Copy the records below in full, keeping each word as it is but omitting the pictures.
[GIVEN INFORMATION Boundary: Start]
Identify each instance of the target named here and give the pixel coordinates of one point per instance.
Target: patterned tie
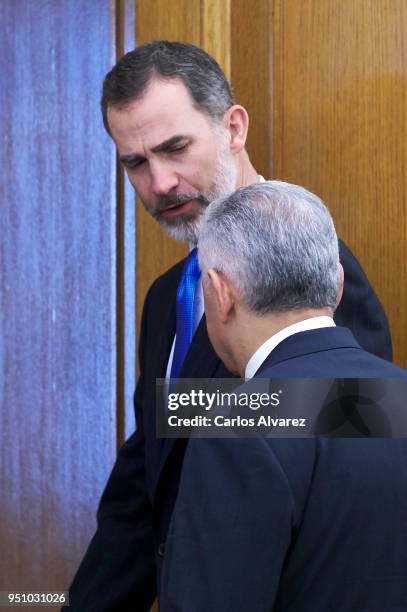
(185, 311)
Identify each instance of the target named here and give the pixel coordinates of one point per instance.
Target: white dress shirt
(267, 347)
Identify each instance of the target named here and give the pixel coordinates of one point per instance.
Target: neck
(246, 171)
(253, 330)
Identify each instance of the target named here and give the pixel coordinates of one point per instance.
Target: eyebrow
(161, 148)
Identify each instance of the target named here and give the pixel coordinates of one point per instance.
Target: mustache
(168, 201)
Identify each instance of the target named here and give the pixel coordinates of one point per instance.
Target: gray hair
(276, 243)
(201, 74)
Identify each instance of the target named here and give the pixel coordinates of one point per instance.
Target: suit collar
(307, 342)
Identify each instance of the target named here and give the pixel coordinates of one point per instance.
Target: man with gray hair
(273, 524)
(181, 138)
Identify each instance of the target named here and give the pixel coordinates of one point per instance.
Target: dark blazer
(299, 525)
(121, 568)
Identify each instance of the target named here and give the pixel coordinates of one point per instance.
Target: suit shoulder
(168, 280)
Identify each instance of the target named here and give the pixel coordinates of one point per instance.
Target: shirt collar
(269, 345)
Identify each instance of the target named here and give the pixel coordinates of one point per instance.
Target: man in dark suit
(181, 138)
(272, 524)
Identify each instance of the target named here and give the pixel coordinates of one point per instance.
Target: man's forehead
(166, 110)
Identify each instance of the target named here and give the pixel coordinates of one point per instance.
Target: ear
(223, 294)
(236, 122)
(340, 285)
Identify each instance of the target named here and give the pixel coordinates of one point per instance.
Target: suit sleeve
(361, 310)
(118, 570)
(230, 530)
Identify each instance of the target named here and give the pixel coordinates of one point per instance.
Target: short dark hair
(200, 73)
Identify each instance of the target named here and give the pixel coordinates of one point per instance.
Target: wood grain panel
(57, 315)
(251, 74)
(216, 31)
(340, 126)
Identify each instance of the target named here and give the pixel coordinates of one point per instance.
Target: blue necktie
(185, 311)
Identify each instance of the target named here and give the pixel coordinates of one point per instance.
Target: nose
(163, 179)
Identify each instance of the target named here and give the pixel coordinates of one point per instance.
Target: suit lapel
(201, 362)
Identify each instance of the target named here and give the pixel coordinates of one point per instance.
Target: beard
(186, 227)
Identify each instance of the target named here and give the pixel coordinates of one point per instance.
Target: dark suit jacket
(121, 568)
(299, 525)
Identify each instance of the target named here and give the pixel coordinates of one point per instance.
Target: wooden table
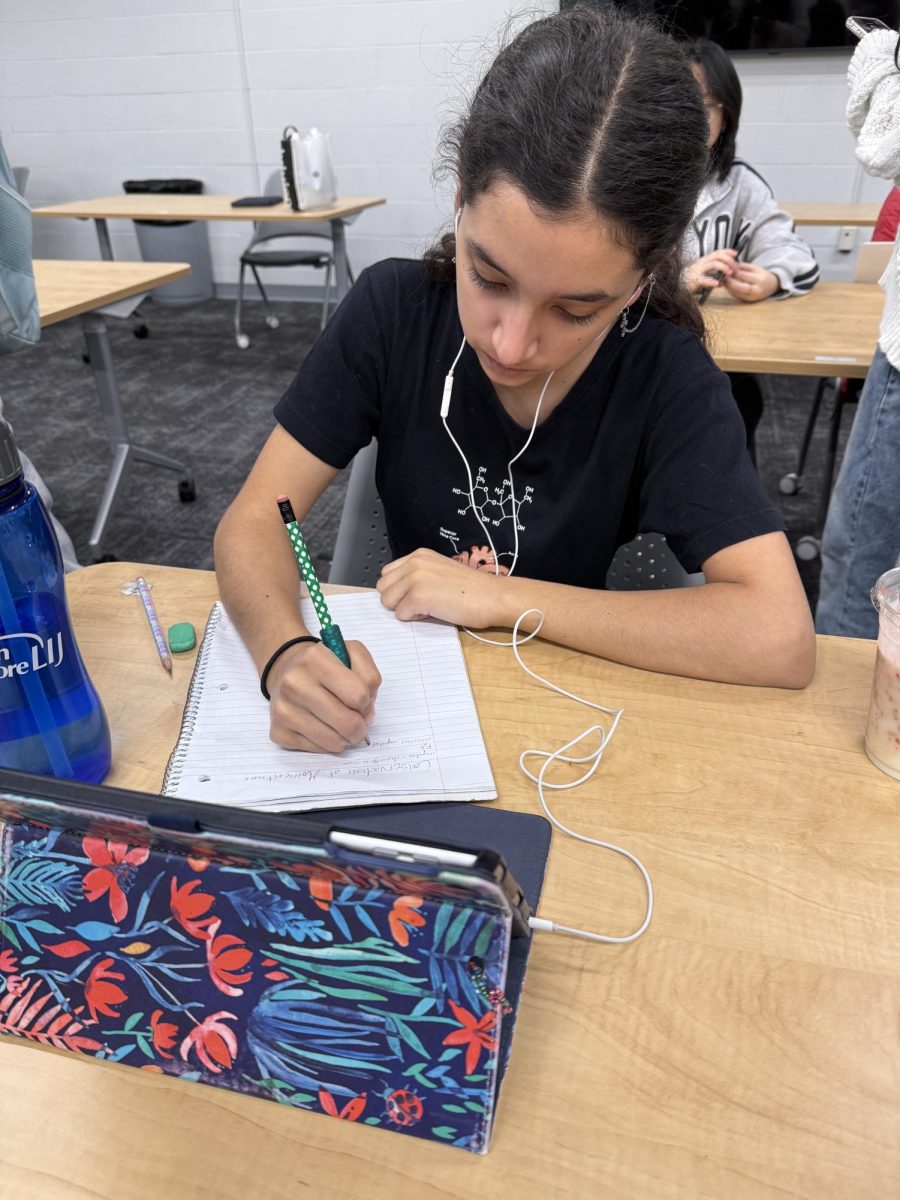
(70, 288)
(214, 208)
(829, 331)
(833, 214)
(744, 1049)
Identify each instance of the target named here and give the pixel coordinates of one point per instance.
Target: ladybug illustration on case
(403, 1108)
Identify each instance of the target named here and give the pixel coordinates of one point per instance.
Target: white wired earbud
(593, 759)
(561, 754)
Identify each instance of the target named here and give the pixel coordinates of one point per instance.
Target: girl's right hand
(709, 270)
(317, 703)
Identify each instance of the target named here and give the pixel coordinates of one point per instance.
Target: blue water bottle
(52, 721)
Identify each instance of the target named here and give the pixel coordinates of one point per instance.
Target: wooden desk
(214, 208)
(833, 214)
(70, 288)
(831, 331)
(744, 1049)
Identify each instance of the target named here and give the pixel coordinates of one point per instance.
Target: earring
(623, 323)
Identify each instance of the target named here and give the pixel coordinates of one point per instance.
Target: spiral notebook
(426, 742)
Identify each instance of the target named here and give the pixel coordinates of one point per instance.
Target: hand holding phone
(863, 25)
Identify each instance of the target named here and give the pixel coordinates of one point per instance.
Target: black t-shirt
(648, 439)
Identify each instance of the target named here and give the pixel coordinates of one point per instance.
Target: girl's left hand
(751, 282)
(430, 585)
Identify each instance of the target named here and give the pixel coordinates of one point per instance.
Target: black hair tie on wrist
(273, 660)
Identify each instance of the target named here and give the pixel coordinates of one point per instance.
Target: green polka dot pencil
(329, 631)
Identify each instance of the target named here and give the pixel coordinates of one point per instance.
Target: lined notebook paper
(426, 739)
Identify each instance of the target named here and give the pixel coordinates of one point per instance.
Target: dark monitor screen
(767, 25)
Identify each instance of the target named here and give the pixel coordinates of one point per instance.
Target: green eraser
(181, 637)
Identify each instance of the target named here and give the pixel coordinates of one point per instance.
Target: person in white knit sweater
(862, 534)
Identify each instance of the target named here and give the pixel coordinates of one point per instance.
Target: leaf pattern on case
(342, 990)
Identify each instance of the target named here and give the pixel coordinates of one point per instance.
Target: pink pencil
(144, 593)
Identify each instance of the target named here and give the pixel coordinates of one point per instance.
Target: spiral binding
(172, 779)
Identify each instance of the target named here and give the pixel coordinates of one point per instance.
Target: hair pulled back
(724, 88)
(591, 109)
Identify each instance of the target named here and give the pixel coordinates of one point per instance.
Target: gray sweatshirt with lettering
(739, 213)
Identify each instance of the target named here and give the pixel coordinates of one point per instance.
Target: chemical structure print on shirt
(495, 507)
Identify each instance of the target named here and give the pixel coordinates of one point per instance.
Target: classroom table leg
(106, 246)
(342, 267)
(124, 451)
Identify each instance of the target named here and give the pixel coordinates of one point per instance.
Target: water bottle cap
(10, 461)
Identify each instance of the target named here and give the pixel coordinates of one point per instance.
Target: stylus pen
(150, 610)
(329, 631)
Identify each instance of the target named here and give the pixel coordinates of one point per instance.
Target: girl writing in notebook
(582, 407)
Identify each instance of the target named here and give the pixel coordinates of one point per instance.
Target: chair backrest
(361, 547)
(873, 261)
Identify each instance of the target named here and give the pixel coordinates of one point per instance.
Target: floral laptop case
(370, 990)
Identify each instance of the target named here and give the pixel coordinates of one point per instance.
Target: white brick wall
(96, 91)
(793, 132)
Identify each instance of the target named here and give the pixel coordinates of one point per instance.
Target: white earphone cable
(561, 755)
[GIVEN INFORMATION Boundary: End]
- EXERCISE SOLUTION:
Identify each instance of the target named here and give the pixel coordinates of one point per instance.
Target: patterned tie
(185, 311)
Identify each instance of the target named here and give the pixel coordinates of one point per instance.
Target: white dress shirt
(267, 347)
Identify each instance of the target named here and give the pixel coordinates of one point per instance.
Target: neck
(246, 171)
(253, 330)
Identify each instance of the target named here and give the pixel coordinates of one point per instance.
Target: eyebrow
(161, 148)
Identify each instance of the target named here and give the pixel coordinates of one point per instance.
Target: mustache
(168, 201)
Identify each instance of the target named here and give the pixel coordinates of one point per instance.
Target: gray hair
(276, 243)
(201, 74)
Identify each instance of the target named here and give the pixel coordinates of one point per instance.
Target: suit collar
(307, 342)
Identify each instance of the target named here and give the pixel coordinates of one point per instance.
Target: man with gray hair
(273, 524)
(181, 138)
Identify each instance of the target named here and give the pixel coordinates of one point per instance.
Target: dark blazer
(299, 525)
(121, 568)
Identify each instance of the target named here and give the pixel coordinates of one point per instance.
Target: suit shoulder
(168, 280)
Identify each instance of the target named here and give the pixel coordinates of one point per instance.
Target: shirt collar
(269, 345)
Identify each instance of the target named here and give the pixel coordinates of one point per instance.
Target: man in dark suit
(181, 138)
(272, 524)
Identify each instance of the target named here and give the pixel coordinates of one point per instance.
Target: man's forehead
(166, 110)
Identify each instance of the target named here and give the pixel coordinates of one point per instance.
Target: ear
(223, 294)
(236, 122)
(340, 285)
Identify each instance of the target named here and give the pixel coordinates of one point per instance.
Target: suit sleeve
(361, 310)
(118, 570)
(230, 530)
Identify each instance of the target named here and give the pixel coordinates of one point per instance.
Target: short dark hair
(200, 73)
Identify each instance of the target named here and give the pixel coordinates of one point per instance.
Target: wood grain panel
(57, 315)
(251, 74)
(216, 31)
(340, 126)
Identify each instance of the target named here and give the pixel coordinates of one point per instance.
Target: blue necktie
(185, 311)
Identify each instance of the target named here and give the pixel coordinates of one point per instance.
Target: nose
(163, 179)
Identify each instance of the target named here and give the pixel coordinates of one point per instance.
Target: suit lapel
(201, 362)
Identify each instance of the target named here and give the pixel coordinates of one point per instance.
Target: beard
(186, 227)
Identify each instance of the target named here and give the pixel coordinates of one point per instance.
Target: dark suit jacket
(121, 568)
(299, 525)
Identify each instance of the target named here and give the pixel coordinates of one point per instance.
Target: wooden table
(70, 288)
(214, 208)
(829, 331)
(833, 214)
(744, 1049)
Identify each instance of the target named here and give the pixel coordinates of one point per instance.
Target: ladybug illustration on case
(403, 1108)
Identify each instance of the target named here and give the pixel coordinates of one point per instance.
Target: white wired earbud
(593, 759)
(561, 754)
Identify each instance of the target named here and give the pixel coordinates of one point per instance.
Target: girl's right hand
(709, 270)
(317, 703)
Identify each instance of the target named here and give the pixel coordinates of one point per instance.
Target: blue water bottle
(52, 721)
Identify each instance of the target named here and give the pixel coordinates of one point per instance.
Target: wooden desk
(214, 208)
(833, 214)
(70, 288)
(831, 331)
(744, 1049)
Identify each instance of the target named here and give the pixel coordinates of one point per instance.
Target: earring
(623, 323)
Identify each instance of the target named here and give the pixel coordinates of one point per instance.
Target: spiral notebook
(426, 742)
Identify each instance of the target named here and give the pixel coordinates of one point per instance.
Target: hand holding phone
(863, 25)
Identify each instance of the target named here and give the pixel coordinates of one point per instance.
Target: black t-shirt
(648, 439)
Identify each instance of the target named here and give the pixel coordinates of one point per instance.
Target: girl's left hand
(751, 282)
(430, 585)
Identify each instance of the target named here and give the pixel coordinates of one point per instance.
Target: black hair tie on wrist
(273, 660)
Identify each instance of the target named here and give the pixel coordinates of one point per instance.
Target: green polka dot pencil
(329, 631)
Identify each instance of the target named here and give the pixel coordinates of one point per instance.
Target: lined notebook paper
(426, 739)
Identify each instance of the target named here and give the pixel coordinates of one point per instance.
Target: dark monitor screen
(767, 25)
Identify each instance of the target named here and give the pixel coordinates of one point per instance.
Target: green eraser
(181, 637)
Identify each instance of the target named here and give the pixel coordinates of one point per instance.
Target: person in white knit sweater
(862, 534)
Identify each instance of the target named here and give the pixel coordinates of one point per instance.
Target: leaf pattern on case
(342, 990)
Identify each instance of the target named here and give the pixel coordinates of one point per instance.
Target: pink pencil
(144, 593)
Identify each instance of the target named here and give the pixel coordinates of one point per instance.
Target: spiral binding
(172, 779)
Identify each instance of the target named here and give the pixel coordinates of one point per instance.
Target: hair pulled back
(724, 88)
(591, 109)
Identify each instance of the target named here and give the pixel coordinates of one point per instance.
Target: gray sweatshirt with lettering
(739, 213)
Identify each instance of the target named here and give the pixel coordinates of one point per instance.
Target: chemical structure print on shirt
(495, 507)
Identify each instance of the target named here and give the pixel coordinates of one point per instance.
Target: classroom table leg
(106, 246)
(342, 267)
(124, 451)
Identify each instance of the target named here and give the pixel coordinates of one point per instance.
Target: water bottle cap
(10, 461)
Identify each instance of the target named here and give the pixel coordinates of one point per instance.
Target: stylus pen
(150, 610)
(329, 631)
Identify each instance of the target named here and give the pixel coordinates of one point per instance.
Target: girl writing in notebook
(582, 407)
Identify each instance of the target named here and give the pixel coordinates of one point per instance.
Target: chair backrest
(361, 547)
(873, 261)
Identify each instance of the target named here and give the pixel coordinates of one point per instance.
Target: floral laptop case
(370, 990)
Identify each instance of the target named here and give the pixel coordinates of one point per instance.
Target: white brick wall
(96, 91)
(793, 132)
Identify each instance of the target named here and give the pixel coordinates of one point per instance.
Target: white earphone cable
(561, 755)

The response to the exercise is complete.